## [What the task asks]
How many lines in the entries below contain the string "ridge"? Case counts. Reply with the number alone.

[Start Given records]

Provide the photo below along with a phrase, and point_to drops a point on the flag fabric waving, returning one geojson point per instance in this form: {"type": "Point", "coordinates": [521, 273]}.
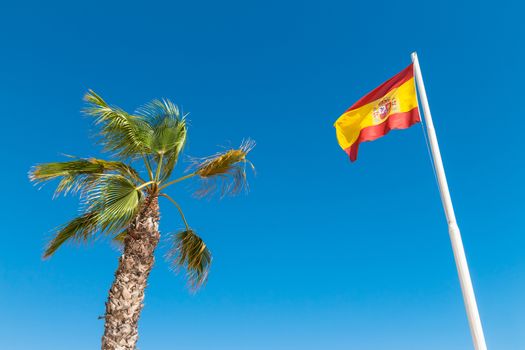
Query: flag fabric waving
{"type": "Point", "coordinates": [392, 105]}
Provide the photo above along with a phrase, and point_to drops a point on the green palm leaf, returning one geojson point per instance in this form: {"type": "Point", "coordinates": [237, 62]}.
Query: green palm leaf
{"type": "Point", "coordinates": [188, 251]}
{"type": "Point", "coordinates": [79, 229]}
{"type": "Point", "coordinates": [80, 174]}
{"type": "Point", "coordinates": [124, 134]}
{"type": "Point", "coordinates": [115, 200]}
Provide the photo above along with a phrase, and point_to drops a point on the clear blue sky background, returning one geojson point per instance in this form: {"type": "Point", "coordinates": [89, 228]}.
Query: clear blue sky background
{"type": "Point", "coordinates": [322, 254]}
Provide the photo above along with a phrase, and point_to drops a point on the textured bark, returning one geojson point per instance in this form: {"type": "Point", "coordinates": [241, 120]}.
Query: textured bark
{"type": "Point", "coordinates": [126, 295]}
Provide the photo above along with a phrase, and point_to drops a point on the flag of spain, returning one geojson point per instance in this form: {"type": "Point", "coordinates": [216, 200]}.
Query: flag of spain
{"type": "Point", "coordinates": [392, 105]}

[End Given records]
[Start Given records]

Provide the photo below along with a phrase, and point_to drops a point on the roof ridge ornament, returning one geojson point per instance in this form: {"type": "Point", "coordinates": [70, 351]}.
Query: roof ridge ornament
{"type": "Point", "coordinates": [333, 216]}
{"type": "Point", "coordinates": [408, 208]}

[End Given records]

## [Completed exercise]
2